_Given exercise:_
Could you transcribe the material below exactly, without leaving out a single line?

___ Recorded data ___

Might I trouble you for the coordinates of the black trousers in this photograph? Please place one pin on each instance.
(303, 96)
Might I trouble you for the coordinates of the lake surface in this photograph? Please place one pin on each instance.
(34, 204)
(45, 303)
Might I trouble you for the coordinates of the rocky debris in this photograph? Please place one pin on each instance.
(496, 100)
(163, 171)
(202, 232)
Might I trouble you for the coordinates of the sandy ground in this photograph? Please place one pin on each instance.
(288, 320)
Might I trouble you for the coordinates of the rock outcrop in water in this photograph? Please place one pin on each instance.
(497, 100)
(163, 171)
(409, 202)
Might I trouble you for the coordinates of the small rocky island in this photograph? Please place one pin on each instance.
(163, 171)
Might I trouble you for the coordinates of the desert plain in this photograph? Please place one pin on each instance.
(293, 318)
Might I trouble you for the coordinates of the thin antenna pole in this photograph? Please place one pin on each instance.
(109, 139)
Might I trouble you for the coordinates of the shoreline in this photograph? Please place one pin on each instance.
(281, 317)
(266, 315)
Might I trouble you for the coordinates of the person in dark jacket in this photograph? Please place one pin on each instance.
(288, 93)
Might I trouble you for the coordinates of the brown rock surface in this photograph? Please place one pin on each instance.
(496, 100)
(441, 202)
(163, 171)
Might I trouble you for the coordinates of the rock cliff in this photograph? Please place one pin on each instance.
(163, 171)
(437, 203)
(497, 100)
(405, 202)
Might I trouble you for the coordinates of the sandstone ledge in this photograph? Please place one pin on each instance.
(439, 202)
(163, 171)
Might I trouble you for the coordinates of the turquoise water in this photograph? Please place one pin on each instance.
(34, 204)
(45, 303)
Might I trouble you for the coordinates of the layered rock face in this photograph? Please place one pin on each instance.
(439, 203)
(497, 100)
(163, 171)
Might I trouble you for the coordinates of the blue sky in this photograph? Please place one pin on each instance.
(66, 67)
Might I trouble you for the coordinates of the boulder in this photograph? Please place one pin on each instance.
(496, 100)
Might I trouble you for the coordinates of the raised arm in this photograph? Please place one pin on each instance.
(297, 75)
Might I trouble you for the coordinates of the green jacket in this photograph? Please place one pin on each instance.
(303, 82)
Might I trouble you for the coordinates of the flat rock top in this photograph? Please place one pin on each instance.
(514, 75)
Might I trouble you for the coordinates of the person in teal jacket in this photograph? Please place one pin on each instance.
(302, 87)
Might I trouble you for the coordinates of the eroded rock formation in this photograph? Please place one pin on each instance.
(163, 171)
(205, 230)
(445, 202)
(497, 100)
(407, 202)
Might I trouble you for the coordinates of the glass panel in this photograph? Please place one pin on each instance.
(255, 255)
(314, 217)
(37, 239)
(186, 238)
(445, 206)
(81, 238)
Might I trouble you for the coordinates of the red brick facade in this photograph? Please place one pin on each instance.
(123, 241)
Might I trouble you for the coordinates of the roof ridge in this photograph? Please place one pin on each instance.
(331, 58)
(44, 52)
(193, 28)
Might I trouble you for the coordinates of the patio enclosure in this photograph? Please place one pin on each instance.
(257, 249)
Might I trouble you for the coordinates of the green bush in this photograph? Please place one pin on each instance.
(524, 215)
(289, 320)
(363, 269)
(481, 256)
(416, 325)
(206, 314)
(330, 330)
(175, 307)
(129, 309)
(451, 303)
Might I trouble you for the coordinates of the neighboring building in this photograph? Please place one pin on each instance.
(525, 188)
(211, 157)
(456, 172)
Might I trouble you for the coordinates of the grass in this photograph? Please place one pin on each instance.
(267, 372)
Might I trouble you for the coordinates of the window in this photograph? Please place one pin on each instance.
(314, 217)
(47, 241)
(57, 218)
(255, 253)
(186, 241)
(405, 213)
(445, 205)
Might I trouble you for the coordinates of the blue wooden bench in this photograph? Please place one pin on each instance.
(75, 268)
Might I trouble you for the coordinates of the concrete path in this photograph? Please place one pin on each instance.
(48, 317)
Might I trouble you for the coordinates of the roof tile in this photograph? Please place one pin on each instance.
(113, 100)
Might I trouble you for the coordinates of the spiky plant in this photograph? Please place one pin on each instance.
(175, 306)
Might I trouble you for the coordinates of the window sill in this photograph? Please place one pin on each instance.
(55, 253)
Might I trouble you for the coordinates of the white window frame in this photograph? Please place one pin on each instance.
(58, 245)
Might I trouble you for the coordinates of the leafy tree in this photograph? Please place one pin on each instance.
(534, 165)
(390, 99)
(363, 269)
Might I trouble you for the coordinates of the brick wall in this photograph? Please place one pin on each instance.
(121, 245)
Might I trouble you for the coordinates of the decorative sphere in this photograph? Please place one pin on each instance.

___

_Output of the exercise:_
Might I trouble you for the coordinates of the black trousers in this photograph? Please place one pin on each instance.
(303, 96)
Might I trouble you for the coordinates of the lake surface in this photograph? Please place one pin on each instance.
(34, 204)
(45, 303)
Might I trouble you for the coordinates of the rocky debris in this photograph? Please place one pin on each instance.
(496, 100)
(163, 171)
(202, 232)
Might I trouble you for the coordinates of the sandy ground in this photograph? Please place one pin on each instance.
(288, 320)
Might I trouble you for the coordinates of the rock outcrop in water in this photograph? Please place one pin on each instance.
(497, 100)
(163, 171)
(409, 202)
Might I trouble you for the coordinates of the small rocky island in this photograph? Please place one pin on each instance.
(163, 171)
Might I trouble you for the coordinates of the desert plain in this photograph? Please place one pin on each instance.
(293, 318)
Might I trouble you for the coordinates of the thin antenna pole in this photograph? Please place one pin on each instance.
(109, 139)
Might I trouble you for the coordinates of the shoreline in this photograph? Please place one pin on each instance.
(281, 317)
(266, 315)
Might I trouble you for the coordinates of the person in dark jacket in this photograph? Please place one pin on each instance.
(288, 93)
Might I trouble you for the coordinates of the brown rock surface in this photograph? Please place one pin on each instance.
(496, 100)
(441, 202)
(163, 171)
Might I trouble you for the coordinates of the rock cliff in this photograph? Please place one pin on each instance.
(163, 171)
(437, 203)
(497, 100)
(405, 202)
Might I trouble you for the coordinates of the sandstone ledge in this photograph? Please place one pin on each instance.
(439, 202)
(163, 171)
Might I trouble you for the coordinates of the turquoise water in this photograph? Please place one pin on each instance.
(34, 204)
(45, 303)
Might I trouble you for the coordinates of the layered rock face in this photograph? Please place one pin on each instance.
(439, 203)
(497, 100)
(163, 171)
Might I trouble you for the coordinates of the blue sky in this photograph? Please place one pin on each instance.
(66, 67)
Might I trouble you for the coordinates of the boulder in this photograph? Please place one pin on each instance.
(496, 100)
Might I trouble you for the coordinates of the raised arm in this photograph? Please place one pin on each instance.
(297, 75)
Might I trouble you for the coordinates of the green jacket in this photograph? Please place one pin on each instance.
(303, 82)
Might I trouble you for the coordinates of the flat rock top in this photograph? Please place one pin on each instance.
(514, 75)
Might I trouble you for the coordinates of the person in teal jacket in this photograph? Please place one pin on each instance.
(302, 87)
Might I trouble you for the coordinates of the eroded rock formation in this photograph? Please place one pin on each instance.
(163, 171)
(205, 230)
(445, 202)
(497, 100)
(407, 202)
Might I trouble you for the coordinates of the glass panel in this photograph? Please place one pin on each instance.
(255, 255)
(314, 217)
(37, 239)
(186, 238)
(445, 206)
(81, 238)
Might I trouble you for the coordinates of the red brick facade in this photograph? Please place one pin on each instance.
(123, 241)
Might I trouble you for the coordinates of the roof ridge in this photograph? Please place one pin on each instance.
(331, 58)
(44, 52)
(193, 28)
Might I trouble you for the coordinates of the patio enclosure in this photograph? Please place one pin on each instance.
(257, 249)
Might I trouble you for the coordinates of the green bush in this photograph? Please place one pin on each instance.
(524, 215)
(289, 320)
(363, 269)
(481, 256)
(416, 325)
(206, 314)
(330, 330)
(175, 307)
(129, 309)
(451, 303)
Might I trouble you for the coordinates of the neighboring building in this photograph? Please place one pin on each instance.
(525, 188)
(211, 157)
(456, 172)
Might I trouble you for the coordinates of the grass in this photograph? Please place one pin on each instance.
(267, 372)
Might I trouble you for the coordinates of the window in this photograph? Please place one pin on each instance.
(314, 217)
(47, 241)
(57, 218)
(255, 253)
(186, 241)
(405, 213)
(445, 205)
Might I trouble you for the coordinates of the blue wooden bench in this photograph? Please place one pin on each instance.
(75, 268)
Might I trouble you for the coordinates of the concrete path in this photograph? Please place one pin on each instance.
(48, 317)
Might I trouble you for the coordinates of the roof tile in this photograph? Please place one pin on each instance.
(113, 100)
Might I trouble you for the coordinates of the spiky plant in this photograph? Please place one pin on each instance.
(175, 306)
Might I trouble you for the coordinates of the window sill in this photograph? Please place one pin on each instance.
(55, 253)
Might I trouble you for the coordinates of the white window frame in this photograph? Please place one pin on each instance.
(58, 245)
Might I trouble you for the coordinates of the leafy tree in this photograph? Please place one pin on each instance.
(534, 165)
(390, 99)
(363, 269)
Might I trouble you for the coordinates of the brick wall in this photograph? Please place one pin on each instance.
(121, 245)
Might I trouble you for the coordinates of the decorative sphere in this photograph? Please place one pin on each instance.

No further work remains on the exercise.